> _TEXT SECTION_:
The author, who had published Pride and Prejudice two years earlier, was particularly unsettled by what she viewed as unnecessary treatment inflicted upon her favorite niece, Fanny.
“Fanny’s teeth were cleaned too—& pretty as they are,” Austen added, “Spence found something to do to them, putting in gold & talking gravely—& making a considerable point of seeing her again before winter.”
The dentist, she concluded, “must be a Lover of Teeth & Money & Mischief.”
This letter, tinged with Austen’s signature sardonic wit, will be up for auction next week. It is expected to fetch between $80,000 and $120,000—no small price, but plausible given the fact that the note is a significant relic. Only 161 of the estimated 3,000-odd letters Austen wrote during her lifetime survive; Cassandra and other members of the author’s family destroyed most of them following her death, perhaps in an effort to stop any embarrassing personal details from coming to light. The letter also offers insights on dental procedures during England’s Regency period—procedures that, as Austen makes clear, were not particularly pleasant.
Dentistry only started to emerge as a distinct profession after French physician Pierre Fauchard, known as the “Father of Modern Dentistry,” published a comprehensive scientific treatise on the practice. Prior to Fauchard’s 1728 intervention, so-called “barber surgeons” tended to Europeans’ dental ailments, performing treatments ranging from extracting teeth to leeching and giving enemas. Other advancements—including the use of nitrous oxide as an anesthetic—arrived during the 19th century.
In Austen’s day, Jessica Leigh Hester writes for Atlas Obscura, the field of dentistry was still “painfully unstandardized,” and dental problems ran rampant.
According to the Jane Austen Center, oral hygiene was “not a well advocated practice” during the author’s lifetime. Simple tools such as toothpicks and toothbrushes made with hog’s hair were available, but as Lindsey Fitzharris reports for the Guardian, they “often caused more problems than they prevented.” The same can be said of the pulverized charcoal, salt, brick and chalk used as toothpaste.
When cavities inevitably arose, dentists could do little except extract the problematic tooth, performing a Little Shop of Horrors-esque procedure with instruments known as “pelicans” and “keys.”

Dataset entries
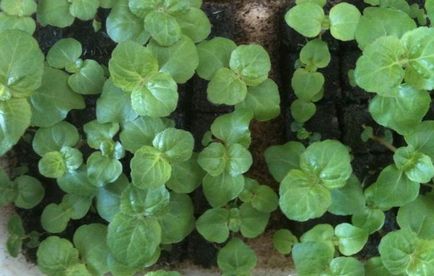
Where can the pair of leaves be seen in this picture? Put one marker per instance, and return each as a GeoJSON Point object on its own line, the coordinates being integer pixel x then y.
{"type": "Point", "coordinates": [342, 20]}
{"type": "Point", "coordinates": [87, 76]}
{"type": "Point", "coordinates": [62, 13]}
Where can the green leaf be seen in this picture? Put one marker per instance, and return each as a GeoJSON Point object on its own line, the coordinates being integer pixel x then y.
{"type": "Point", "coordinates": [302, 111]}
{"type": "Point", "coordinates": [176, 144]}
{"type": "Point", "coordinates": [102, 169]}
{"type": "Point", "coordinates": [163, 27]}
{"type": "Point", "coordinates": [344, 19]}
{"type": "Point", "coordinates": [311, 258]}
{"type": "Point", "coordinates": [253, 222]}
{"type": "Point", "coordinates": [251, 63]}
{"type": "Point", "coordinates": [149, 168]}
{"type": "Point", "coordinates": [369, 219]}
{"type": "Point", "coordinates": [296, 18]}
{"type": "Point", "coordinates": [226, 87]}
{"type": "Point", "coordinates": [114, 105]}
{"type": "Point", "coordinates": [347, 266]}
{"type": "Point", "coordinates": [283, 158]}
{"type": "Point", "coordinates": [133, 240]}
{"type": "Point", "coordinates": [108, 198]}
{"type": "Point", "coordinates": [90, 241]}
{"type": "Point", "coordinates": [89, 80]}
{"type": "Point", "coordinates": [233, 128]}
{"type": "Point", "coordinates": [12, 22]}
{"type": "Point", "coordinates": [179, 60]}
{"type": "Point", "coordinates": [306, 84]}
{"type": "Point", "coordinates": [56, 255]}
{"type": "Point", "coordinates": [186, 176]}
{"type": "Point", "coordinates": [84, 9]}
{"type": "Point", "coordinates": [221, 189]}
{"type": "Point", "coordinates": [402, 252]}
{"type": "Point", "coordinates": [402, 111]}
{"type": "Point", "coordinates": [330, 161]}
{"type": "Point", "coordinates": [379, 22]}
{"type": "Point", "coordinates": [19, 8]}
{"type": "Point", "coordinates": [417, 166]}
{"type": "Point", "coordinates": [64, 53]}
{"type": "Point", "coordinates": [315, 53]}
{"type": "Point", "coordinates": [54, 218]}
{"type": "Point", "coordinates": [349, 199]}
{"type": "Point", "coordinates": [302, 197]}
{"type": "Point", "coordinates": [195, 24]}
{"type": "Point", "coordinates": [392, 189]}
{"type": "Point", "coordinates": [157, 98]}
{"type": "Point", "coordinates": [122, 25]}
{"type": "Point", "coordinates": [283, 241]}
{"type": "Point", "coordinates": [417, 216]}
{"type": "Point", "coordinates": [140, 132]}
{"type": "Point", "coordinates": [52, 101]}
{"type": "Point", "coordinates": [131, 64]}
{"type": "Point", "coordinates": [30, 192]}
{"type": "Point", "coordinates": [351, 239]}
{"type": "Point", "coordinates": [179, 221]}
{"type": "Point", "coordinates": [263, 100]}
{"type": "Point", "coordinates": [236, 258]}
{"type": "Point", "coordinates": [379, 69]}
{"type": "Point", "coordinates": [55, 13]}
{"type": "Point", "coordinates": [54, 138]}
{"type": "Point", "coordinates": [144, 202]}
{"type": "Point", "coordinates": [214, 54]}
{"type": "Point", "coordinates": [213, 225]}
{"type": "Point", "coordinates": [15, 115]}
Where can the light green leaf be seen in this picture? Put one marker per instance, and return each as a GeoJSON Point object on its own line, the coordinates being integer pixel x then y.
{"type": "Point", "coordinates": [179, 60]}
{"type": "Point", "coordinates": [251, 63]}
{"type": "Point", "coordinates": [15, 115]}
{"type": "Point", "coordinates": [302, 197]}
{"type": "Point", "coordinates": [89, 80]}
{"type": "Point", "coordinates": [133, 240]}
{"type": "Point", "coordinates": [131, 64]}
{"type": "Point", "coordinates": [344, 19]}
{"type": "Point", "coordinates": [84, 9]}
{"type": "Point", "coordinates": [54, 138]}
{"type": "Point", "coordinates": [213, 225]}
{"type": "Point", "coordinates": [55, 13]}
{"type": "Point", "coordinates": [330, 161]}
{"type": "Point", "coordinates": [56, 255]}
{"type": "Point", "coordinates": [236, 258]}
{"type": "Point", "coordinates": [296, 19]}
{"type": "Point", "coordinates": [163, 27]}
{"type": "Point", "coordinates": [214, 54]}
{"type": "Point", "coordinates": [30, 192]}
{"type": "Point", "coordinates": [52, 101]}
{"type": "Point", "coordinates": [149, 168]}
{"type": "Point", "coordinates": [221, 189]}
{"type": "Point", "coordinates": [178, 222]}
{"type": "Point", "coordinates": [157, 98]}
{"type": "Point", "coordinates": [176, 144]}
{"type": "Point", "coordinates": [402, 111]}
{"type": "Point", "coordinates": [226, 87]}
{"type": "Point", "coordinates": [263, 100]}
{"type": "Point", "coordinates": [281, 159]}
{"type": "Point", "coordinates": [379, 22]}
{"type": "Point", "coordinates": [140, 132]}
{"type": "Point", "coordinates": [417, 216]}
{"type": "Point", "coordinates": [233, 128]}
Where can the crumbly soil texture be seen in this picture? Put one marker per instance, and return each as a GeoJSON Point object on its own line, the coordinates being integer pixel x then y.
{"type": "Point", "coordinates": [340, 115]}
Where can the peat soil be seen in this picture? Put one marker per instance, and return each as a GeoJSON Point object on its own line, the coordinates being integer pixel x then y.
{"type": "Point", "coordinates": [340, 115]}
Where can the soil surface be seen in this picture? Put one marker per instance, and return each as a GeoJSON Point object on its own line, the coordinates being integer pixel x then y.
{"type": "Point", "coordinates": [340, 116]}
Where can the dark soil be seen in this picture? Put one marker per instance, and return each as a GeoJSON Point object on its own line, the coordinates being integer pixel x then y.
{"type": "Point", "coordinates": [340, 115]}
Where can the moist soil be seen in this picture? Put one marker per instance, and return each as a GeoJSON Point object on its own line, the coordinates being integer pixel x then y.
{"type": "Point", "coordinates": [340, 115]}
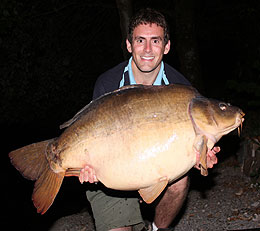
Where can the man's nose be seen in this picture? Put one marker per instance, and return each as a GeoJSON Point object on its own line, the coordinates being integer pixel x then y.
{"type": "Point", "coordinates": [147, 47]}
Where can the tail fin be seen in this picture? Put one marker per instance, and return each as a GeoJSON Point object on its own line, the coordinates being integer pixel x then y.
{"type": "Point", "coordinates": [31, 162]}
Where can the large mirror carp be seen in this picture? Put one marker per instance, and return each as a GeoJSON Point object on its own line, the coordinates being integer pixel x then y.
{"type": "Point", "coordinates": [135, 138]}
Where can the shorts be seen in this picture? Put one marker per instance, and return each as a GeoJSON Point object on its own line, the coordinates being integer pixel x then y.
{"type": "Point", "coordinates": [114, 209]}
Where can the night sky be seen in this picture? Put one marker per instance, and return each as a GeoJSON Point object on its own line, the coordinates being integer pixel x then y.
{"type": "Point", "coordinates": [53, 51]}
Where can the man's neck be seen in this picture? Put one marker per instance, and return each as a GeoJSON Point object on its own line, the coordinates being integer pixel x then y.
{"type": "Point", "coordinates": [144, 78]}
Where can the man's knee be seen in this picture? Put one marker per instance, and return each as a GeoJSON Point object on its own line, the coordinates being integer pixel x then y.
{"type": "Point", "coordinates": [179, 187]}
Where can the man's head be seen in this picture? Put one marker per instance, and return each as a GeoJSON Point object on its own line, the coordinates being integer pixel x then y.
{"type": "Point", "coordinates": [148, 16]}
{"type": "Point", "coordinates": [148, 40]}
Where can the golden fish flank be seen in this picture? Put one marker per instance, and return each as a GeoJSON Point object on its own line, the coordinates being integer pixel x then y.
{"type": "Point", "coordinates": [135, 138]}
{"type": "Point", "coordinates": [152, 152]}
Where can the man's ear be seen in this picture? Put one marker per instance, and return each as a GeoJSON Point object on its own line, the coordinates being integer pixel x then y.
{"type": "Point", "coordinates": [167, 47]}
{"type": "Point", "coordinates": [128, 46]}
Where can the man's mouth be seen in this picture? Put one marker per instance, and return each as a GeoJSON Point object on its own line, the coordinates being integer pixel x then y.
{"type": "Point", "coordinates": [147, 57]}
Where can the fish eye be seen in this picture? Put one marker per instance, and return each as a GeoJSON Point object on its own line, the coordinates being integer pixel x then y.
{"type": "Point", "coordinates": [223, 106]}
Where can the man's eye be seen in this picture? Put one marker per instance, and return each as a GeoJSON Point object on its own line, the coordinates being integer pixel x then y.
{"type": "Point", "coordinates": [140, 40]}
{"type": "Point", "coordinates": [156, 41]}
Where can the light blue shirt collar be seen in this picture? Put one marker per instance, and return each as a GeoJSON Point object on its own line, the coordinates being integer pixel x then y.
{"type": "Point", "coordinates": [158, 81]}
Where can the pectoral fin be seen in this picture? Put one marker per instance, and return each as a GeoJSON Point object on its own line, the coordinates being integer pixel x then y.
{"type": "Point", "coordinates": [201, 146]}
{"type": "Point", "coordinates": [149, 194]}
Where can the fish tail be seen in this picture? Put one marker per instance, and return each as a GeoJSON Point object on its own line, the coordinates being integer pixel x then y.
{"type": "Point", "coordinates": [32, 163]}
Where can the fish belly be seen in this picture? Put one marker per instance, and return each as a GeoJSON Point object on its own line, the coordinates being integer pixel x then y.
{"type": "Point", "coordinates": [138, 158]}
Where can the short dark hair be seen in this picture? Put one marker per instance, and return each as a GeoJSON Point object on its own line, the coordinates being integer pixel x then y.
{"type": "Point", "coordinates": [148, 16]}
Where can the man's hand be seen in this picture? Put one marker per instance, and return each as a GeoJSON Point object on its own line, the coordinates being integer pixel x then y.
{"type": "Point", "coordinates": [87, 174]}
{"type": "Point", "coordinates": [211, 158]}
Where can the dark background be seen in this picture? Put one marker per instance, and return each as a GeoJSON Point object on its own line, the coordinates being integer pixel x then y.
{"type": "Point", "coordinates": [51, 53]}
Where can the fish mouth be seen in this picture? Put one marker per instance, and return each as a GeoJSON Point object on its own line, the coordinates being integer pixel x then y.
{"type": "Point", "coordinates": [239, 121]}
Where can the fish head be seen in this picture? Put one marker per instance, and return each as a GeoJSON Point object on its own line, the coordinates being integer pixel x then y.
{"type": "Point", "coordinates": [214, 118]}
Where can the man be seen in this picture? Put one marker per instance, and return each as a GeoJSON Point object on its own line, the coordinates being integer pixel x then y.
{"type": "Point", "coordinates": [148, 40]}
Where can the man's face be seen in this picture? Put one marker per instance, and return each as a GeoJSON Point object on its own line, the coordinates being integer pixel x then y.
{"type": "Point", "coordinates": [148, 47]}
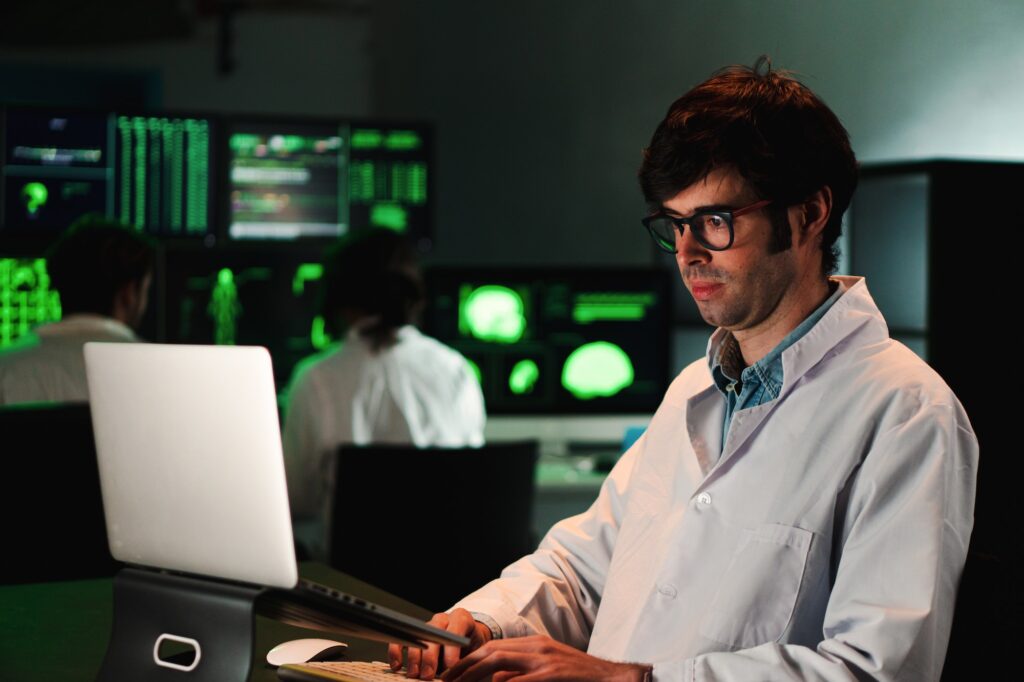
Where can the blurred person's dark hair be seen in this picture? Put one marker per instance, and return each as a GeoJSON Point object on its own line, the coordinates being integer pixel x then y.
{"type": "Point", "coordinates": [769, 127]}
{"type": "Point", "coordinates": [94, 259]}
{"type": "Point", "coordinates": [374, 276]}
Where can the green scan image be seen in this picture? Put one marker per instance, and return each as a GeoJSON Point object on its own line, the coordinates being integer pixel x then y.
{"type": "Point", "coordinates": [224, 307]}
{"type": "Point", "coordinates": [523, 377]}
{"type": "Point", "coordinates": [494, 313]}
{"type": "Point", "coordinates": [34, 195]}
{"type": "Point", "coordinates": [597, 370]}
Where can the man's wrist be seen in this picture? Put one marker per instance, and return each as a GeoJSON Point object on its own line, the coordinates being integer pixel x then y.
{"type": "Point", "coordinates": [638, 673]}
{"type": "Point", "coordinates": [644, 674]}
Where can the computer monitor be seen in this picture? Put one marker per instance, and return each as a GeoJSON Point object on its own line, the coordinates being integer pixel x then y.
{"type": "Point", "coordinates": [287, 180]}
{"type": "Point", "coordinates": [57, 165]}
{"type": "Point", "coordinates": [565, 341]}
{"type": "Point", "coordinates": [245, 295]}
{"type": "Point", "coordinates": [390, 178]}
{"type": "Point", "coordinates": [27, 299]}
{"type": "Point", "coordinates": [164, 176]}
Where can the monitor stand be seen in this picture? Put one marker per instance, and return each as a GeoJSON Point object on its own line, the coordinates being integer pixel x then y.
{"type": "Point", "coordinates": [167, 625]}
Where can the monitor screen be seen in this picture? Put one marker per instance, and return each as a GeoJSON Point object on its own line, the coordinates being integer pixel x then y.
{"type": "Point", "coordinates": [164, 174]}
{"type": "Point", "coordinates": [390, 179]}
{"type": "Point", "coordinates": [26, 297]}
{"type": "Point", "coordinates": [559, 341]}
{"type": "Point", "coordinates": [287, 180]}
{"type": "Point", "coordinates": [57, 165]}
{"type": "Point", "coordinates": [245, 295]}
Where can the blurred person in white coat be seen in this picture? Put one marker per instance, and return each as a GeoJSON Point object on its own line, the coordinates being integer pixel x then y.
{"type": "Point", "coordinates": [102, 270]}
{"type": "Point", "coordinates": [801, 504]}
{"type": "Point", "coordinates": [385, 383]}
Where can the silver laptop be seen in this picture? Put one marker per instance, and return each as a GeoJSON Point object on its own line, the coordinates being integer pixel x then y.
{"type": "Point", "coordinates": [193, 480]}
{"type": "Point", "coordinates": [190, 463]}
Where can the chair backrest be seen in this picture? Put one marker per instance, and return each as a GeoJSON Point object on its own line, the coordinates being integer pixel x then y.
{"type": "Point", "coordinates": [432, 524]}
{"type": "Point", "coordinates": [52, 509]}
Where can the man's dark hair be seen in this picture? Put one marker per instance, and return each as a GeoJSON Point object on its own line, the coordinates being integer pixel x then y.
{"type": "Point", "coordinates": [94, 259]}
{"type": "Point", "coordinates": [373, 273]}
{"type": "Point", "coordinates": [769, 127]}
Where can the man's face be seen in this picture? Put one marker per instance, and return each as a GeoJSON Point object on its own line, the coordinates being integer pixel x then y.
{"type": "Point", "coordinates": [742, 288]}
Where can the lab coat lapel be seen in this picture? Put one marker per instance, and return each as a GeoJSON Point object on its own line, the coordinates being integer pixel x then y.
{"type": "Point", "coordinates": [705, 413]}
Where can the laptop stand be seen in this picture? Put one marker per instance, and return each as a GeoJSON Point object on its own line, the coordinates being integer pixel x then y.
{"type": "Point", "coordinates": [210, 624]}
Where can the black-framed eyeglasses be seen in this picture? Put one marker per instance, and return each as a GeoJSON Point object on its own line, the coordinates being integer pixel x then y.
{"type": "Point", "coordinates": [713, 229]}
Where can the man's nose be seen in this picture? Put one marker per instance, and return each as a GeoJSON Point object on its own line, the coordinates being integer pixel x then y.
{"type": "Point", "coordinates": [688, 250]}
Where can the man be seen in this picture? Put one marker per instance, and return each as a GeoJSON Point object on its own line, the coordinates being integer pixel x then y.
{"type": "Point", "coordinates": [801, 504]}
{"type": "Point", "coordinates": [387, 383]}
{"type": "Point", "coordinates": [102, 271]}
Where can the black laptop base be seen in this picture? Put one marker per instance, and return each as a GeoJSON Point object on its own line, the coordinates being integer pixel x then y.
{"type": "Point", "coordinates": [167, 625]}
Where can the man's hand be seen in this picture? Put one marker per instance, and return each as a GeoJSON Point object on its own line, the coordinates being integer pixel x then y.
{"type": "Point", "coordinates": [423, 664]}
{"type": "Point", "coordinates": [529, 658]}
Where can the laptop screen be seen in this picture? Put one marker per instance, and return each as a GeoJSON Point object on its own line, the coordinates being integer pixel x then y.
{"type": "Point", "coordinates": [190, 465]}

> _EXERCISE INSTRUCTIONS_:
**1)** List every substance the Austen dentistry passage above says was used as toothpaste.
**2)** Extend the Austen dentistry passage above, starting right after its last sentence about the instruments called "pelicans" and "keys."

> _ANSWER SET_:
**1)** Charcoal (pulverized), salt, brick, chalk

**2)**
“The pelican was a brutal instrument with a pad or bolster, which was placed on the side of the gum below the tooth to be extracted and a beak or claw which engaged the opposite side,” the Jane Austen Center explains. “A downward twist of the handle tore the tooth out of the mouth. The key was similar, but had a handle similar to that of a corkscrew and enabled the instrument to be used more comfortably from the front of the mouth instead of the side.”
Those with sufficient funds might fill gaps in their teeth with porcelain from willing donors in need of cash, but Fitzharris notes that replacement teeth were also pulled from dead bodies. Dentures, which were often ill-fitting and uncomfortable, came from similarly disturbing sources: George Washington—who, contrary to popular legend, did not boast false teeth made of wood—likely relied on dentures made from various materials, including metal alloys, cow and horse teeth, and human teeth.
“[He] probably gave his inaugural speech with teeth that were from people who were enslaved," Kathryn Gehred, a research specialist at the University of Virginia, told Live Science’s Stephanie Pappas in 2018. “It's grim.”
Filing, as experienced by Austen’s niece Lizzy during her trip to the dentist, was used to smooth out uneven teeth. Some believed it could also help prevent cavities. In reality, Rachel Bairsto, head of museum services at the British Dental Association Museum, tells Hester, “Overzealous filing [threatened to] make the teeth more sensitive.”
All of this is to say that bad, missing and aching teeth were simply a fact of life in the centuries before modern dentistry. So, when you find yourself dreading your next dental appointment, perhaps think of poor Lizzy, Marianne and Fanny. By comparison, you might consider yourself lucky.